### Directions for this task
Look for "Task: detect staircase" in the records below, then copy that line and every line after it, exactly and with nothing added.

### Data section
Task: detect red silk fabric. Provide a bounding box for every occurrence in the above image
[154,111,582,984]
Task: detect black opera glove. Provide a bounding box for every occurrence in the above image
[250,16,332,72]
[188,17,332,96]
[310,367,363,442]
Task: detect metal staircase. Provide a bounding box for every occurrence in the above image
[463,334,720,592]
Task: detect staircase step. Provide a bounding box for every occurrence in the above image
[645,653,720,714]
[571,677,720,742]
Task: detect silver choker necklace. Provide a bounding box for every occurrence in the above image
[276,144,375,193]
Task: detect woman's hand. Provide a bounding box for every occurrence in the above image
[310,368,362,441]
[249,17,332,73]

### Output of the exercise
Task: detect staircase step. Provide a bounding box for every occurrence in the above image
[645,653,720,714]
[571,677,720,742]
Task: detect silver choker necklace. Provide a bounding box for every occurrence in the above image
[276,144,375,193]
Task: detect woman's hand. Provide a bounding box for every occurrence in the above image
[310,368,362,441]
[249,17,332,73]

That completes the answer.